------ INFORMATION GIVEN ------
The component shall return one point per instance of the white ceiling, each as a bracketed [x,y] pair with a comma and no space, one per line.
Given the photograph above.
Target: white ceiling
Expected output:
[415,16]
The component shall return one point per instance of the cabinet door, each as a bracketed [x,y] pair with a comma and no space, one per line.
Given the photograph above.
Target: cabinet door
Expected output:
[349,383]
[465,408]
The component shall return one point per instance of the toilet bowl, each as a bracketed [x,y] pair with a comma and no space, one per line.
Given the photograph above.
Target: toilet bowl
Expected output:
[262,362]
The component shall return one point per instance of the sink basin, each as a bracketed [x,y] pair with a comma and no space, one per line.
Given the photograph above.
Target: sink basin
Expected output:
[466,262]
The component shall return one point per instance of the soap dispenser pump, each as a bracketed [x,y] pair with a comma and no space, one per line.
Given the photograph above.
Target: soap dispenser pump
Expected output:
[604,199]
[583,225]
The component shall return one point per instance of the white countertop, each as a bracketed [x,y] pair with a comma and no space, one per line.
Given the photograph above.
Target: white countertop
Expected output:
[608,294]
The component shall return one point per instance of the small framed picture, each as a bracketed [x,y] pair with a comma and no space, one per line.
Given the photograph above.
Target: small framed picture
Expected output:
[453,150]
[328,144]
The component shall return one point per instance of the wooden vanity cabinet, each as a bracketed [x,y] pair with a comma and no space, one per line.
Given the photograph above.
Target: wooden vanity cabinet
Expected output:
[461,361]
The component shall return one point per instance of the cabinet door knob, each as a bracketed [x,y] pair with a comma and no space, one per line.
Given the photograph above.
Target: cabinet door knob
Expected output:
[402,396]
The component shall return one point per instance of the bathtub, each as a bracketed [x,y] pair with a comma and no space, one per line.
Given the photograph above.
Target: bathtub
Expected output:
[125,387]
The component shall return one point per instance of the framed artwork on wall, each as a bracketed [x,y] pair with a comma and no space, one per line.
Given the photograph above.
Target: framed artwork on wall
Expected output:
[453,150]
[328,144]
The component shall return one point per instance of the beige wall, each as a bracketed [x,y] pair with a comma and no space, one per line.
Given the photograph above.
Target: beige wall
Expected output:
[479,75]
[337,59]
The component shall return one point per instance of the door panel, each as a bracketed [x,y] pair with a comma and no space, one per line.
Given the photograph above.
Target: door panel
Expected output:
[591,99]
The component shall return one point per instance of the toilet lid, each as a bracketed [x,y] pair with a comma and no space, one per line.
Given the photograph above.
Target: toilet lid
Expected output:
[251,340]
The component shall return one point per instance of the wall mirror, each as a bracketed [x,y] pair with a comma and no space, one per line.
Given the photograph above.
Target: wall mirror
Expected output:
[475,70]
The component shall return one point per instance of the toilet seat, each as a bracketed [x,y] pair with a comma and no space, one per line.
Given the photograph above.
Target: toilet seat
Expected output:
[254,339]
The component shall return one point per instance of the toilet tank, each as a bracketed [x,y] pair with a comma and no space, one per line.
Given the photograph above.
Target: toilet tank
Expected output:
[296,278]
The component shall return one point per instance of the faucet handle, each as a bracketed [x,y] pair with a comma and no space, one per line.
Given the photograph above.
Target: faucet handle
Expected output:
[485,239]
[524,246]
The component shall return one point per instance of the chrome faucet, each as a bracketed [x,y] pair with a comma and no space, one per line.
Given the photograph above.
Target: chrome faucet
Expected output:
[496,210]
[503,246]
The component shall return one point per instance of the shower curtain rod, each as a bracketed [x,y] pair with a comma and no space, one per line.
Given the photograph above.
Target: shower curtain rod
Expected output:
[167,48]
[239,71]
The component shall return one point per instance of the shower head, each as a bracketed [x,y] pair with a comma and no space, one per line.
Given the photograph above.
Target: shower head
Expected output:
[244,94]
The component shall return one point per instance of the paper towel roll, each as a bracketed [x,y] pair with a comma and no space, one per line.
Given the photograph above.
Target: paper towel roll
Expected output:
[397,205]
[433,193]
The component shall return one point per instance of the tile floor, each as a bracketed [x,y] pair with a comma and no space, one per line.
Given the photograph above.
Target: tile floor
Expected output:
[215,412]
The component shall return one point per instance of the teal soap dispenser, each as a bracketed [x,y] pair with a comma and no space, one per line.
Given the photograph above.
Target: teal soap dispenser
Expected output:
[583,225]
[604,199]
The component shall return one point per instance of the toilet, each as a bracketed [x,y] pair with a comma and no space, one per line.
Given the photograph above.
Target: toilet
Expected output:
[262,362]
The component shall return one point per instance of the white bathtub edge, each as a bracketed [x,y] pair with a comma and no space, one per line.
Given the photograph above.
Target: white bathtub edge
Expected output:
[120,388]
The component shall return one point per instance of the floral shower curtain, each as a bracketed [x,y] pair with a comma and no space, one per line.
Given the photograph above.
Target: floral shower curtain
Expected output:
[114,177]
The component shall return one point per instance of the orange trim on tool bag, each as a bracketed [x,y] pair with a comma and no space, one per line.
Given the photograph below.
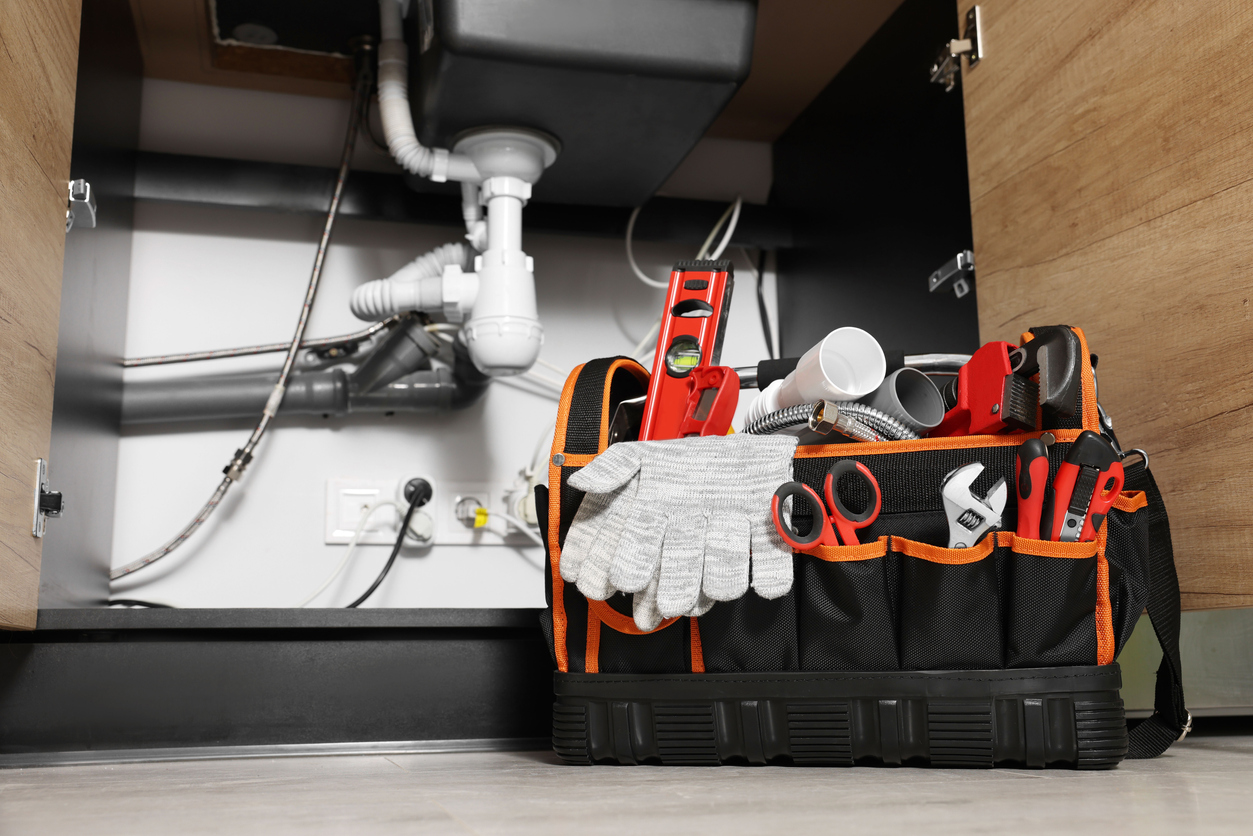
------
Collect every line from the entries above that contains the string "head", and list each one in full.

The component shall return one point per instance of the shower head, each as a bracketed [x,y] pair with a comma and no space, one per line.
Target: shower head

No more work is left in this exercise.